# [SET TASK]
Copy out the data below word for word, keeping each line unchanged and in the same order.

# [ENTRIES SUPPLIED]

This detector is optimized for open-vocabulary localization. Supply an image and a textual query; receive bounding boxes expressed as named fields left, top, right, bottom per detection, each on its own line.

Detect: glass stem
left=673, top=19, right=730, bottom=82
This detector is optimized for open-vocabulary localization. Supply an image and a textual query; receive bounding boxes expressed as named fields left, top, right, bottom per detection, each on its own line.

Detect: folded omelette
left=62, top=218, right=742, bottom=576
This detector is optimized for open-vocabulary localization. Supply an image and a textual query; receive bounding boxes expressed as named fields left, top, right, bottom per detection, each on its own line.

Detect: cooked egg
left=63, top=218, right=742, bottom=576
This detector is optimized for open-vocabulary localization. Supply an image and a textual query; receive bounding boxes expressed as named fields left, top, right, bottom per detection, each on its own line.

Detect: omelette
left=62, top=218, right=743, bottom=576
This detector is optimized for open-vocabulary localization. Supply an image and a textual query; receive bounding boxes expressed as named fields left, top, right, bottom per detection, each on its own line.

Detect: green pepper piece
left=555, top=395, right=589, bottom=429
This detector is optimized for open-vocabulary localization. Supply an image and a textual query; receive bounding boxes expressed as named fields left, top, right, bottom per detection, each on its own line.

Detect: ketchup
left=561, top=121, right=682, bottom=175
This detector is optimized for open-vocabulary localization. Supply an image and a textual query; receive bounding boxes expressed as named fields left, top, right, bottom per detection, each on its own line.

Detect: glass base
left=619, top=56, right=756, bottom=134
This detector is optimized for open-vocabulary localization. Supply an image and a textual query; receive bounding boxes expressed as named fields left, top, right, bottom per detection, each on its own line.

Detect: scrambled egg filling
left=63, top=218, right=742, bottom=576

# [EXERCISE OUTPUT]
This detector is optimized for open-vocabulary localization. Supply an image and a textual query; receive bounding boxes expressed as named fields left, top, right, bottom per detection, each on its own line.

Detect: glass stem
left=673, top=19, right=730, bottom=82
This detector is optimized for open-vocabulary localization. Supply an image and a textual query; receive bounding boxes expressed as named fields left, top, right, bottom per detection, each on its own line.

Detect: folded omelette
left=62, top=218, right=742, bottom=576
This detector is optimized for open-vocabulary localization. Supply an image and a textual query; receive bounding boxes expressed as named fields left, top, right, bottom per detection, each on its own line.

Detect: cooked egg
left=63, top=218, right=742, bottom=576
This detector is optimized for open-vocabulary localization. Supply an image and a textual query; receive bounding boxes expressed as named fields left, top, right, bottom per detection, each on its own line.

Detect: omelette
left=62, top=218, right=743, bottom=576
This detector is optimized for open-vocabulary localization. Supply an image and a textual query; receive bounding boxes expressed as named fields left, top, right, bottom per detection, each on its own line.

Detect: green pepper piece
left=555, top=395, right=589, bottom=429
This detector is optimized for open-vocabulary localization. Supply an image and a textual query; receive bounding boxes expressed as named fields left, top, right, bottom per detection, each on its own line.

Detect: ketchup
left=561, top=121, right=682, bottom=175
This detector is optimized for open-vocabulary localization. Supply an image and a textual query; receive bounding boxes expressed as named fields left, top, right, bottom per detection, each on its own line.

Detect: glass base
left=619, top=56, right=756, bottom=134
This detector is optimized for open-vocabulary localization. Supply an image and a textual query; receive bounding boxes expressed as named fields left, top, right, bottom per detection, each on its own line.

Detect: scrambled egg filling
left=63, top=218, right=742, bottom=576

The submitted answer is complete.